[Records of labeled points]
####################

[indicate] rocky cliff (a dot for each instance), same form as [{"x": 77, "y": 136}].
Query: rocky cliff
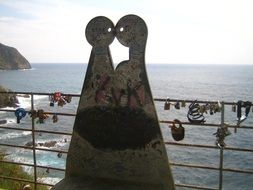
[
  {"x": 7, "y": 99},
  {"x": 11, "y": 59}
]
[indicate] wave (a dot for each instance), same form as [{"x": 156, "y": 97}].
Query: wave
[{"x": 12, "y": 135}]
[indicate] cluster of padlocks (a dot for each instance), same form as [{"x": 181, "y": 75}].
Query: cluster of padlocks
[
  {"x": 40, "y": 115},
  {"x": 195, "y": 115}
]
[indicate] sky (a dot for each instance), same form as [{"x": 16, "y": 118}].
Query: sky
[{"x": 179, "y": 31}]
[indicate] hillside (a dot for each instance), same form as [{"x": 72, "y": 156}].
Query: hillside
[{"x": 11, "y": 59}]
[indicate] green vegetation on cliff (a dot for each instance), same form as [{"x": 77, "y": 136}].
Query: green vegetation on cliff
[
  {"x": 7, "y": 99},
  {"x": 11, "y": 59}
]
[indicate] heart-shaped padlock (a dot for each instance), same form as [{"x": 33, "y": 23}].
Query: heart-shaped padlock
[{"x": 177, "y": 130}]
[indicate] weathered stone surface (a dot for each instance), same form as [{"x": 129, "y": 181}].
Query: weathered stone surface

####################

## WORK REQUIRED
Starting with the line containing "[indicate] weathered stone" and going on through the end of the records, write those lines out again with "weathered stone surface" renamed to "eroded rock face" and nothing else altered.

## WRITTEN RESPONSE
[indicate] eroded rock face (a dot for each instance), same form as [{"x": 129, "y": 181}].
Query: eroded rock face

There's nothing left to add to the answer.